▶ [EXERCISE BRIEF] Convert the lines below into a JSON list of strings, one string per line, skipping blank lines. Omit the pictures from the output.

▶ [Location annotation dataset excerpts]
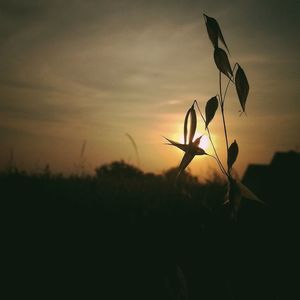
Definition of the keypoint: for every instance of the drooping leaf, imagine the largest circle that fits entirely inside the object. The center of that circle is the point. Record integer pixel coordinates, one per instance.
(210, 110)
(182, 147)
(242, 86)
(233, 197)
(214, 31)
(222, 62)
(191, 114)
(200, 151)
(185, 125)
(196, 142)
(232, 154)
(187, 158)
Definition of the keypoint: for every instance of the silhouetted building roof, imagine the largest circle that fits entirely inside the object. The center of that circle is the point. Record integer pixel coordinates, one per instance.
(276, 182)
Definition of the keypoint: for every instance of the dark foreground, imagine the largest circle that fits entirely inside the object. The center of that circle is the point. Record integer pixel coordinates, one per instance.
(138, 236)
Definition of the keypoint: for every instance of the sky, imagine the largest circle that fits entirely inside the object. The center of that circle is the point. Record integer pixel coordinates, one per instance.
(84, 71)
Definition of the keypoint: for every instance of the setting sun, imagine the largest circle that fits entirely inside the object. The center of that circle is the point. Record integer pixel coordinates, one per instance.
(204, 143)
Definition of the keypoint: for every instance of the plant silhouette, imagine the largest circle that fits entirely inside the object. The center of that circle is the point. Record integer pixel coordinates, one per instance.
(237, 77)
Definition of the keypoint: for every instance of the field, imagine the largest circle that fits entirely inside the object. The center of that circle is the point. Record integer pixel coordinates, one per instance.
(126, 234)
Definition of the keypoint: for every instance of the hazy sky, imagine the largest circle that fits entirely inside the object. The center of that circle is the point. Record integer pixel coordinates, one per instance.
(94, 70)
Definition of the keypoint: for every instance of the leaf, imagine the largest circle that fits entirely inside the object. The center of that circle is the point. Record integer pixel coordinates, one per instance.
(185, 125)
(233, 197)
(196, 142)
(242, 86)
(232, 154)
(187, 158)
(193, 124)
(182, 147)
(210, 110)
(200, 151)
(222, 62)
(214, 31)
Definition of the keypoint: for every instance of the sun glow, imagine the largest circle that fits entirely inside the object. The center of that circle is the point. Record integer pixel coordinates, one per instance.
(204, 143)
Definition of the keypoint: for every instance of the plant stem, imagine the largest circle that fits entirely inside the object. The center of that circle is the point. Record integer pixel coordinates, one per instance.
(209, 135)
(228, 83)
(220, 86)
(223, 117)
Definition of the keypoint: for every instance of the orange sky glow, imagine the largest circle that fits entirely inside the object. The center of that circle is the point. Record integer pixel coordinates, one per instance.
(93, 71)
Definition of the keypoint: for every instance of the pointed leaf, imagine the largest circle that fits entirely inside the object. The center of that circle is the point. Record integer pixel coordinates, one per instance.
(182, 147)
(222, 62)
(187, 158)
(191, 114)
(232, 154)
(193, 124)
(185, 125)
(233, 197)
(214, 31)
(210, 110)
(200, 151)
(196, 142)
(242, 86)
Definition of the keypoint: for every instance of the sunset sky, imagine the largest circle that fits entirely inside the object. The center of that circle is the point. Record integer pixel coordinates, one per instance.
(94, 70)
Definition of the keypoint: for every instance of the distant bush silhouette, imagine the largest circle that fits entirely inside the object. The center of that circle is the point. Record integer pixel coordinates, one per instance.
(118, 169)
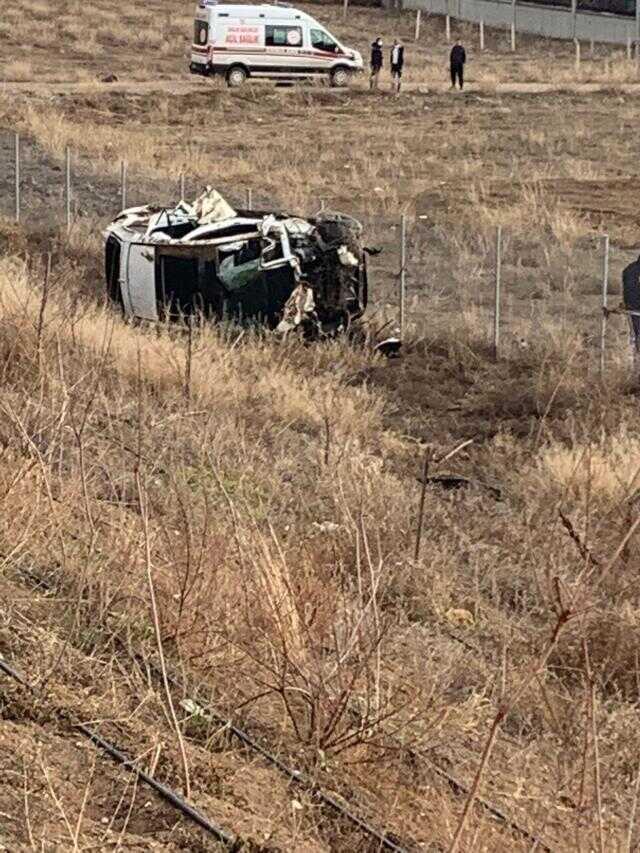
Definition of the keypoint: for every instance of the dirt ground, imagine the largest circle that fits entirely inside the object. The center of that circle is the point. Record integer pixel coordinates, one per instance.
(546, 154)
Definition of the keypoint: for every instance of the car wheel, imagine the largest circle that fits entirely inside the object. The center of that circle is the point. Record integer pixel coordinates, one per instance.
(236, 76)
(340, 77)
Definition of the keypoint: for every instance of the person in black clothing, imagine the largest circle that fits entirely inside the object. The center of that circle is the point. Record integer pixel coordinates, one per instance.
(376, 62)
(397, 63)
(457, 60)
(631, 301)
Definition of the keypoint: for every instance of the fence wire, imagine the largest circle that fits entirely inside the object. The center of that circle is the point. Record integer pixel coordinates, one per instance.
(551, 283)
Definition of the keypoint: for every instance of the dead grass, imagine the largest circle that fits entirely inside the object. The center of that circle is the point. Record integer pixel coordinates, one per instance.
(282, 480)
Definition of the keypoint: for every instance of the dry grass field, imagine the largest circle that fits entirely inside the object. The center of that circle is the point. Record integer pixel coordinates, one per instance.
(253, 509)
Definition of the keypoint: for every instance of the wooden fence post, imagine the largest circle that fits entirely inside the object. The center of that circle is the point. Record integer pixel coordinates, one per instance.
(496, 298)
(123, 184)
(17, 176)
(605, 288)
(67, 185)
(403, 277)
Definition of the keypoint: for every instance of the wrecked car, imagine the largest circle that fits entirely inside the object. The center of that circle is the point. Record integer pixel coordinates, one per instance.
(205, 257)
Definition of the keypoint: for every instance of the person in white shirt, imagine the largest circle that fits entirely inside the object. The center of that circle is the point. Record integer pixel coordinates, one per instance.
(397, 63)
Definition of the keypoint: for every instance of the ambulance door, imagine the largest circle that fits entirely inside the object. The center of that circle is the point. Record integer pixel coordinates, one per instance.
(284, 46)
(139, 292)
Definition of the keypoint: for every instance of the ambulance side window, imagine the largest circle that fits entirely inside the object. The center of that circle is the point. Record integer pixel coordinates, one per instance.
(283, 36)
(323, 41)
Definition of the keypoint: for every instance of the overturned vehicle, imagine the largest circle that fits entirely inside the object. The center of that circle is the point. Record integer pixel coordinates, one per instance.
(273, 269)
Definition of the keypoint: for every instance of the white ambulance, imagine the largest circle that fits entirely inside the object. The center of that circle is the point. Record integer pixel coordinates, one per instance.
(267, 41)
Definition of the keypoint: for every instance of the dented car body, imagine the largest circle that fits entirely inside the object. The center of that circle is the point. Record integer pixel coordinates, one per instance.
(254, 267)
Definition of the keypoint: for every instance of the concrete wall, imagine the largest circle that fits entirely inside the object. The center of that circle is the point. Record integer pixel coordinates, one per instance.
(538, 20)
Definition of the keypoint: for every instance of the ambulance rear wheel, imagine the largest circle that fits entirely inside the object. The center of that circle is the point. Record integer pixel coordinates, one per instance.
(339, 77)
(236, 76)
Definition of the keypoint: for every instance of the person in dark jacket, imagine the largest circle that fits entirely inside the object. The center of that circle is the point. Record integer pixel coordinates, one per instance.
(457, 59)
(397, 63)
(631, 302)
(376, 63)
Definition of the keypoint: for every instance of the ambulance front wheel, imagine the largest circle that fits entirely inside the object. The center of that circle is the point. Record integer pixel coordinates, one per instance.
(340, 77)
(236, 75)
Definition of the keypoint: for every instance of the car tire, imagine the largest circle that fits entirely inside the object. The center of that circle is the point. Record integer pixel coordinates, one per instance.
(236, 76)
(339, 77)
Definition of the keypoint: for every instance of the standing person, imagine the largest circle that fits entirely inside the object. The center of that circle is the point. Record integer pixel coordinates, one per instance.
(397, 61)
(631, 301)
(376, 62)
(457, 59)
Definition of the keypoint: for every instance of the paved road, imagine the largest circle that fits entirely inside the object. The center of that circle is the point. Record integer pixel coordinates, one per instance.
(188, 85)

▶ [EXERCISE RESULT]
[
  "Definition of the keypoint: for every instance of the drooping leaf, imagine the largest circle that fits entirely inside the object. The center of that circle is the point. Record integer pixel coordinates, one per instance.",
  "(210, 110)",
  "(182, 147)",
  "(242, 86)",
  "(233, 197)",
  "(214, 31)",
  "(222, 62)",
  "(191, 114)",
  "(200, 151)",
  "(185, 125)",
  "(196, 142)",
  "(232, 154)",
  "(187, 158)",
  "Definition of the keypoint: for every instance of the silhouetted building roof, imagine the largest circle that fits entirely inside the object. The center of that circle is the point. Record integer pixel coordinates, one per instance.",
  "(276, 182)",
  "Definition of the keypoint: for every instance of the dark foreground, imagine the largest circle that fits entirely inside the object. The center of that circle is the point. Record integer pixel coordinates, one per instance.",
  "(138, 236)",
  "Definition of the keypoint: for every instance of the sky, imagine the largest circle that fits entirely inside the object. The center of that circle is the point. Record integer pixel coordinates, one per instance.",
  "(84, 71)",
  "Definition of the keypoint: for every instance of the setting sun, imagine the largest circle that fits entirely inside the object. The center of that circle is the point. Record integer pixel coordinates, one per instance.",
  "(204, 143)",
  "Definition of the keypoint: for every instance of the plant silhouette, imagine the largest circle that fits entirely inside the object. The center of that circle is the point. Record integer pixel coordinates, one per instance.",
  "(237, 77)",
  "Definition of the keypoint: for every instance of the field, imagine the largest circle that fits entirely inside the object. The center of that circle is the point. Record integer pixel coordinates, one per instance.",
  "(126, 234)",
  "Definition of the keypoint: for every instance of the hazy sky, imagine the largest circle that fits entirely inside the object. The center of that circle is the point. Record integer pixel coordinates, one per instance.",
  "(94, 70)",
  "Definition of the keypoint: for every instance of the leaf, imagine the largest circle that fits entirely inside the object. The center of that circle is the point. Record integer pixel coordinates, one per instance.",
  "(185, 125)",
  "(233, 197)",
  "(196, 142)",
  "(242, 86)",
  "(232, 154)",
  "(187, 158)",
  "(193, 124)",
  "(182, 147)",
  "(210, 110)",
  "(200, 151)",
  "(222, 62)",
  "(214, 31)",
  "Definition of the keypoint: for every instance of the sun glow, imagine the largest circle that fits entirely inside the object. The center of that circle is the point. Record integer pixel coordinates, one per instance.",
  "(204, 143)",
  "Definition of the keypoint: for every instance of the plant stem, imagine the largest circle that fits entirely inside the object. The center of that circle is the point. Record integer pixel coordinates, one per instance.",
  "(209, 135)",
  "(228, 83)",
  "(220, 86)",
  "(223, 117)",
  "Definition of the keypoint: for every instance of the orange sky glow, imagine the largest circle that fits entirely inside the object. The center of that circle is the point. Record integer pixel coordinates, one per instance.",
  "(93, 71)",
  "Definition of the keypoint: for every instance of the pointed leaf, imagine the largest circle that fits entirely inside the object. The center of that circle is the point. Record integer pixel coordinates, one per instance.",
  "(182, 147)",
  "(222, 62)",
  "(187, 158)",
  "(191, 114)",
  "(232, 154)",
  "(193, 124)",
  "(185, 125)",
  "(233, 197)",
  "(214, 31)",
  "(210, 110)",
  "(200, 151)",
  "(196, 142)",
  "(242, 86)",
  "Definition of the keypoint: for every instance of the sunset sky, imagine the largest circle that fits entirely inside the object. The center of that circle is the point. Record integer pixel coordinates, one per instance.",
  "(94, 70)",
  "Definition of the keypoint: for every instance of the distant bush silhouette, imagine the largest circle that fits entirely inside the object. The center of that circle is the point. Record integer pixel coordinates, one per instance.",
  "(118, 169)",
  "Definition of the keypoint: for every instance of the dirt ground, imagine the largest circle that fits entirely inside the object. The center of that circle is the point. Record integer pixel coordinates, one per instance.",
  "(546, 154)",
  "Definition of the keypoint: for every instance of the car wheel, imagine the largest circle that fits entirely inside the object. The center of that circle is the point. Record integer pixel coordinates, one per instance.",
  "(236, 76)",
  "(340, 77)",
  "Definition of the keypoint: for every instance of the person in black clothing, imagine the largest circle that fits entirely inside the object. The center of that circle is the point. Record integer pixel coordinates, one per instance.",
  "(376, 62)",
  "(397, 63)",
  "(457, 60)",
  "(631, 301)",
  "Definition of the keypoint: for every instance of the fence wire, imagine the largest circle that fits entirely inside the object. The center of that circle is the point. Record integer pixel coordinates, one per instance.",
  "(551, 283)",
  "Definition of the keypoint: for every instance of the dead grass, imagine the largest circle that fits entirely inside the object. The center of that circle is the point. Record integer pixel coordinates, one per instance.",
  "(282, 480)",
  "Definition of the keypoint: for every instance of the dry grass field, imagine the largest circle that fits entirely inside the object. The center of that circle is the point. Record integer pixel coordinates, one per instance.",
  "(253, 509)",
  "Definition of the keypoint: for every instance of the wooden fence post, imagine the largest circle that fits entirely inside the object. The center of that circle is the point. Record integer pixel coordinates, one per instance.",
  "(496, 298)",
  "(123, 184)",
  "(17, 176)",
  "(605, 288)",
  "(67, 185)",
  "(403, 277)",
  "Definition of the keypoint: for every instance of the wrecked car, imagine the largest circle that fits entirely inside the object. The center of that circle is the point. Record integer pixel coordinates, one per instance.",
  "(205, 257)",
  "Definition of the keypoint: for every instance of the person in white shirt, imagine the largest circle that fits entirely inside the object. The center of that circle is the point. Record integer pixel coordinates, one per instance.",
  "(397, 63)",
  "Definition of the keypoint: for every instance of the ambulance door, imagine the largest circle that fits entirely inside the object. The center of that circle is the point. Record integer pixel coordinates, one per instance.",
  "(284, 46)",
  "(139, 292)",
  "Definition of the keypoint: for every instance of the ambulance side window, imagine the largest circle that fits entirely inside the object. The center of that circle is the point. Record integer pixel coordinates, one per instance.",
  "(283, 36)",
  "(323, 41)",
  "Definition of the keypoint: for every instance of the overturned vehicle, imagine the largest circle that fits entirely inside the object. The center of that circle is the point. Record integer pixel coordinates, one per instance.",
  "(273, 269)",
  "Definition of the keypoint: for every instance of the white ambulance, imagine the largest circle that fits entirely inside the object. The center of that circle is the point. Record integer pixel coordinates, one per instance.",
  "(267, 41)",
  "Definition of the keypoint: for every instance of the dented car body, imagine the largest circle that fits entirely inside the object. The center of that circle is the point. Record integer pixel coordinates, one per instance.",
  "(254, 267)",
  "Definition of the keypoint: for every instance of the concrete wall, imagine the largest circle that fits entirely inside the object. The center of that circle is the point. Record integer pixel coordinates, one per instance.",
  "(538, 20)",
  "Definition of the keypoint: for every instance of the ambulance rear wheel, imagine the largest circle that fits entirely inside the object. The center of that circle is the point. Record integer pixel coordinates, one per instance.",
  "(339, 77)",
  "(236, 76)",
  "Definition of the keypoint: for every instance of the person in dark jacket, imagine the largest circle that fits entirely inside the object. The center of that circle is the point. Record integer pixel coordinates, one per instance.",
  "(457, 59)",
  "(397, 63)",
  "(631, 302)",
  "(376, 63)",
  "Definition of the keypoint: for every instance of the ambulance front wheel, imagine the largest circle that fits entirely inside the object. The center of that circle is the point. Record integer pixel coordinates, one per instance.",
  "(340, 77)",
  "(236, 75)",
  "Definition of the keypoint: for every instance of the car tire, imagine the largest circle that fits entirely inside the object. The center of that circle is the point. Record integer pixel coordinates, one per instance.",
  "(236, 76)",
  "(339, 77)",
  "Definition of the keypoint: for every instance of the standing person, imagine the largest circle that fits entirely inside the object. The center of that circle is the point. Record integer pixel coordinates, one per instance.",
  "(397, 61)",
  "(631, 301)",
  "(376, 62)",
  "(457, 59)",
  "Definition of the keypoint: for every instance of the paved road, imagine the largest circle that fits entirely inside the object. The center of that circle is the point. Record integer pixel coordinates, one per instance.",
  "(188, 85)"
]